■ **Information given**
----

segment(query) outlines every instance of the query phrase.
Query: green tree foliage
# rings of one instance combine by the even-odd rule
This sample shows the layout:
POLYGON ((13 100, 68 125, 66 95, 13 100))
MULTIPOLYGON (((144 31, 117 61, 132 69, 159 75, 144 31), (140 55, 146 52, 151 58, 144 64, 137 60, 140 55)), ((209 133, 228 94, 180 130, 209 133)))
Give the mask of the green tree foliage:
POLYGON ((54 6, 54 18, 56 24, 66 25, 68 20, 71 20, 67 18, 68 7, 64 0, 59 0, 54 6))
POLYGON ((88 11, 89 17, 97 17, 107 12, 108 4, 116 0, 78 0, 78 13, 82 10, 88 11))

----

■ **Task brief**
Copy each item above line for line, changing nothing.

■ **Written answer**
segment(query) outlines every instance of the query phrase.
Query: green tree foliage
# rings of one instance combine by the even-odd rule
This sample shows the layout:
POLYGON ((13 100, 68 125, 66 95, 13 100))
MULTIPOLYGON (((144 31, 117 61, 132 69, 159 75, 144 31), (140 55, 146 52, 151 58, 144 64, 137 60, 140 55)), ((209 133, 228 94, 180 130, 209 133)))
Give the mask of the green tree foliage:
POLYGON ((54 6, 54 18, 56 24, 66 25, 68 20, 71 20, 67 18, 68 7, 64 0, 59 0, 54 6))
POLYGON ((88 11, 89 17, 97 17, 107 12, 108 4, 116 0, 78 0, 78 13, 82 10, 88 11))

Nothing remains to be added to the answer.